◆ **Material for the task**
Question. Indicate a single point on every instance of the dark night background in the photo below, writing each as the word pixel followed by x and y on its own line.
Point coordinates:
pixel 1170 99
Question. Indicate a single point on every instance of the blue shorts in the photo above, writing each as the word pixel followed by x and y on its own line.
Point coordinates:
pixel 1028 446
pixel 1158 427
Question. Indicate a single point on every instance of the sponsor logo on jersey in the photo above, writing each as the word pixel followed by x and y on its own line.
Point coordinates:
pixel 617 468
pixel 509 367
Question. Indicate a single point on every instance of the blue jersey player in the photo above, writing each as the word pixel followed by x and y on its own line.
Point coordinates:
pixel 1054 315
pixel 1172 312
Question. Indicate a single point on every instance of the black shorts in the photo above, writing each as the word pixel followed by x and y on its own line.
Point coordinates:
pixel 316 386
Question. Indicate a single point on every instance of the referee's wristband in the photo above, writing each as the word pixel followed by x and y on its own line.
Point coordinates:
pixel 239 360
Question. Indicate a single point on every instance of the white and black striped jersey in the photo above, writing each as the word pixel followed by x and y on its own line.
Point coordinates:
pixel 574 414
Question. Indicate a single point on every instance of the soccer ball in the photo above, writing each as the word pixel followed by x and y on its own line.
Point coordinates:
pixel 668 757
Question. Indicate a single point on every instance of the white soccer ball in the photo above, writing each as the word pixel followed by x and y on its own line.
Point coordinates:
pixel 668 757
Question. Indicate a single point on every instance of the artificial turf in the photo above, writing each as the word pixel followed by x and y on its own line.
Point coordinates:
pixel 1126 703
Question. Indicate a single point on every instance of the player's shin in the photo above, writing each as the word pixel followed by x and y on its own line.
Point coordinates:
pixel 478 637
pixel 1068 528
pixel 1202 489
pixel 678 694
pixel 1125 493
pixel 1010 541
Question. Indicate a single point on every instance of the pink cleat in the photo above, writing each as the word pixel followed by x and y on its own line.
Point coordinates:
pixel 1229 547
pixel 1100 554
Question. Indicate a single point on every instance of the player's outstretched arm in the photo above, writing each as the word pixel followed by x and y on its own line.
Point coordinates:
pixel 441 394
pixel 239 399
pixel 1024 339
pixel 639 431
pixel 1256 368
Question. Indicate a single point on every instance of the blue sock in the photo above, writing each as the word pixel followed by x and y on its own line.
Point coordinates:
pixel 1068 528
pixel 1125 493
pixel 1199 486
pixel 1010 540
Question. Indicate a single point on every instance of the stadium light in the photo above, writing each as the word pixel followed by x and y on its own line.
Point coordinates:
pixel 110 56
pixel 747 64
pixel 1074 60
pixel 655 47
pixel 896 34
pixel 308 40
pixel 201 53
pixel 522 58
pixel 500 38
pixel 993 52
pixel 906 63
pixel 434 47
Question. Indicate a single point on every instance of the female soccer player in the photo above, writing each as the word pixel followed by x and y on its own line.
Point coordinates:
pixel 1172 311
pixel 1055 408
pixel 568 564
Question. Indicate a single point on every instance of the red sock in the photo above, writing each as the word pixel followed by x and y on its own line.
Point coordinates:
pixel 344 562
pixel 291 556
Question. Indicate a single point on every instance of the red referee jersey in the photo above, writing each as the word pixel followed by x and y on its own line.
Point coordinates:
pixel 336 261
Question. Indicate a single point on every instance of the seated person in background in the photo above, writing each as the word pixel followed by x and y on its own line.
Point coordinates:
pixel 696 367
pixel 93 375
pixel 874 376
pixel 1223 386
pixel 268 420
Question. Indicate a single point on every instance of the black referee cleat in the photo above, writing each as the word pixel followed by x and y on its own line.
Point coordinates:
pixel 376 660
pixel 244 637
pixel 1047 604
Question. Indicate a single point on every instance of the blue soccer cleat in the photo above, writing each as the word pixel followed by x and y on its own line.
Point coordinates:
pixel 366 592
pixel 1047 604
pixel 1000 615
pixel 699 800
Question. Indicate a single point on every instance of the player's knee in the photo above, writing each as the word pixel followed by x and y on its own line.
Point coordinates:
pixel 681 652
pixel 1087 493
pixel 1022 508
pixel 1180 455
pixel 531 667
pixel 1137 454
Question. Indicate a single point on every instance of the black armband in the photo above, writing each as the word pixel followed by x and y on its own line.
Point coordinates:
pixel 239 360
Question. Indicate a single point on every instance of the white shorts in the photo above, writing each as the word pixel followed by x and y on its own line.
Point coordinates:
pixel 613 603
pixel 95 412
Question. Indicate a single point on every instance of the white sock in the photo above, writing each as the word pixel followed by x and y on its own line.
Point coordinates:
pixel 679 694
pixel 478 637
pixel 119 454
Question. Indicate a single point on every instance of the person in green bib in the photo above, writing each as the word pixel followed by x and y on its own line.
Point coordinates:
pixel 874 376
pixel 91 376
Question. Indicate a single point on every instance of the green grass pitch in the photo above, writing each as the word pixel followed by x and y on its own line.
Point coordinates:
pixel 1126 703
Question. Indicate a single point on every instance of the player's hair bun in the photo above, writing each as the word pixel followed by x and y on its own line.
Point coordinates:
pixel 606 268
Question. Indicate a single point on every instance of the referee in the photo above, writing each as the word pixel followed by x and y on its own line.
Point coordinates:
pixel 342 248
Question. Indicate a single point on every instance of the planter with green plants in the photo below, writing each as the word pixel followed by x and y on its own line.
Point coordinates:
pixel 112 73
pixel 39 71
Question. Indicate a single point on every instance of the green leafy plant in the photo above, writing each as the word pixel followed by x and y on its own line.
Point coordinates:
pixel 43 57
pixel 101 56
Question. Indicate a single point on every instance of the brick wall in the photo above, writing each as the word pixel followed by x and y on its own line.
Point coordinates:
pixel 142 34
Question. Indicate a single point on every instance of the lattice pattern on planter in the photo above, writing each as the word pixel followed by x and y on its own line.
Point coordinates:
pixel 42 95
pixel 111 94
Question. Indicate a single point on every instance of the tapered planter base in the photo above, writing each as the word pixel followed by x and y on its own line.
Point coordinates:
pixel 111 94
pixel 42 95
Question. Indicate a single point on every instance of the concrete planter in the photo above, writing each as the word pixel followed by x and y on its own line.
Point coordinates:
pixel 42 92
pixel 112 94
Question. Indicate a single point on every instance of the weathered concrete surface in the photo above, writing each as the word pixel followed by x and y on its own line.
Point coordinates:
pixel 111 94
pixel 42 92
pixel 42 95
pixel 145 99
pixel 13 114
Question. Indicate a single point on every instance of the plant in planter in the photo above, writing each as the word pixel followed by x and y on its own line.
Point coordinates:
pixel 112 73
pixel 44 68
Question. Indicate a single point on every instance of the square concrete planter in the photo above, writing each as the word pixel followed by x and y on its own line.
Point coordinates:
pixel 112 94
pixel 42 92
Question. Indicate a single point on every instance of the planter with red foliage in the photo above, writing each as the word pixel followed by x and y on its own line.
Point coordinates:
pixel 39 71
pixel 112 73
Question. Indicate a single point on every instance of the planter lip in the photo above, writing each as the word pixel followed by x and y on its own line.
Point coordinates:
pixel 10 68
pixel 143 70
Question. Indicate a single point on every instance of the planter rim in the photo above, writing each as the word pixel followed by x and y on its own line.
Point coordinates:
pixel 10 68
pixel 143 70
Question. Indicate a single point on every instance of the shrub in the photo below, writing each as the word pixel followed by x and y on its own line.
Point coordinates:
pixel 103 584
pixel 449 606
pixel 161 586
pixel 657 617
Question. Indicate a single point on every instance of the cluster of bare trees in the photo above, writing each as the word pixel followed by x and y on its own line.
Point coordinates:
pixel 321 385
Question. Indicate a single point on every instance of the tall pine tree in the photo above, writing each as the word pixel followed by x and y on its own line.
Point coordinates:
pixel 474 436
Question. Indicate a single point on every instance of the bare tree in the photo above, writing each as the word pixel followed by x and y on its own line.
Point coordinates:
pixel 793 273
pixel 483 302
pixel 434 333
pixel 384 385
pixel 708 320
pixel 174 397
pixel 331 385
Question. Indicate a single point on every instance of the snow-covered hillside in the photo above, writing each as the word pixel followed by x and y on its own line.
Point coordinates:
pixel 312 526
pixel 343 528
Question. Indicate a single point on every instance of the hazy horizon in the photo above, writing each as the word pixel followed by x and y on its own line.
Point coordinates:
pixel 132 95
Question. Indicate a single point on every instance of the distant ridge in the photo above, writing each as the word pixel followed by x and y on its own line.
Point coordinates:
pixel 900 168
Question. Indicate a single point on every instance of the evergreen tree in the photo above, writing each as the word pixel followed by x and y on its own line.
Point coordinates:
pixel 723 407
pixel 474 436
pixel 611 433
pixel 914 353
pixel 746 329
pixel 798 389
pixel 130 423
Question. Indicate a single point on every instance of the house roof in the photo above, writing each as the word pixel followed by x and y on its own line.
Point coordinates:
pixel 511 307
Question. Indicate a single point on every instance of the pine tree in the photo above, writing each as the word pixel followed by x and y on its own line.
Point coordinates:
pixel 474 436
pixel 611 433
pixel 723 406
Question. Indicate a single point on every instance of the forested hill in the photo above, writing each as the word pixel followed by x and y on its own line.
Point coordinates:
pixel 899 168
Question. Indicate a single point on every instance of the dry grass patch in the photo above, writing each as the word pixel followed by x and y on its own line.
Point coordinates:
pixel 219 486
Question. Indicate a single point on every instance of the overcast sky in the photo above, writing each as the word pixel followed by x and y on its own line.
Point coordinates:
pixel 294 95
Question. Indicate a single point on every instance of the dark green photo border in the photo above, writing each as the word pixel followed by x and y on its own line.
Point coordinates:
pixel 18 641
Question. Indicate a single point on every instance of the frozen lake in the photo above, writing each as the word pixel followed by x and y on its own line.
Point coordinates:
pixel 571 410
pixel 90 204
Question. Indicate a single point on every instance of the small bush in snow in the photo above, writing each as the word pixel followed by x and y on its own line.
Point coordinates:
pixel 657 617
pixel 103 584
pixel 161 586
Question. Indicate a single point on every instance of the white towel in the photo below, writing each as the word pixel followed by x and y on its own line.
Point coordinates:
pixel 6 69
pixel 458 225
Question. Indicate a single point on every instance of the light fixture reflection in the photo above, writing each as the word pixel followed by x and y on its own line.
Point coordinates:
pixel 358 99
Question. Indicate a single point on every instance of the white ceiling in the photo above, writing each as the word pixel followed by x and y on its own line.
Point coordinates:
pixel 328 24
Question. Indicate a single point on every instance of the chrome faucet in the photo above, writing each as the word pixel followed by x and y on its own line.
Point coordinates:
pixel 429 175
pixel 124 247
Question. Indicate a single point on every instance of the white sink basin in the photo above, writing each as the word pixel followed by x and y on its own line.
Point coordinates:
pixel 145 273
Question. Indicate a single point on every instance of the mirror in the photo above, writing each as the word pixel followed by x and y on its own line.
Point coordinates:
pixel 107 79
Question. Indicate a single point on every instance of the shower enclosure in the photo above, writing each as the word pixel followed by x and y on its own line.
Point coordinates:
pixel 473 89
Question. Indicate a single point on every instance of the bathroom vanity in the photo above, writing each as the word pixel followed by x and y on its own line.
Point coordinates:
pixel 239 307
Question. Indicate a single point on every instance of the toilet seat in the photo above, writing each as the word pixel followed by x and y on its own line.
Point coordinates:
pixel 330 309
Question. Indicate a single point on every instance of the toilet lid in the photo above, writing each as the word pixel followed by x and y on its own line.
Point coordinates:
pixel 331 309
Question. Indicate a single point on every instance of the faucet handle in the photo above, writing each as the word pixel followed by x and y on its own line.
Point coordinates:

◆ **Problem statement**
Lay out the lines above, from the one containing "the green grass" through the one containing "pixel 142 34", both included, as a numbered list with blank lines omitted.

◆ **Task result**
1. Question. Indicate a single point on every instance of the green grass pitch in the photo above, writing each as the word pixel followed by x and y on its own line.
2. Point coordinates:
3. pixel 1126 703
4. Question. Indicate a single point on every instance of the player's hair bun in the photo above, writing each as the word pixel followed by x and y on its own line.
5. Point coordinates:
6. pixel 606 268
7. Question. Indicate a single point on every instance of the referee in the photo above, writing each as the word pixel followed by x and y on its own line.
8. Point coordinates:
9. pixel 342 248
10. Question. Indicate a single point on every instance of the planter with green plants in the photo below, writing each as the word pixel followed by x and y on its own line.
11. Point coordinates:
12. pixel 112 73
13. pixel 39 71
14. Question. Indicate a single point on every instance of the green leafy plant in the photo above, writing each as the word pixel followed by x and y on its own line.
15. Point coordinates:
16. pixel 43 57
17. pixel 101 56
18. Question. Indicate a single point on every instance of the brick wall in the photo above, writing each as the word pixel followed by x and y on its own line.
19. Point coordinates:
20. pixel 142 34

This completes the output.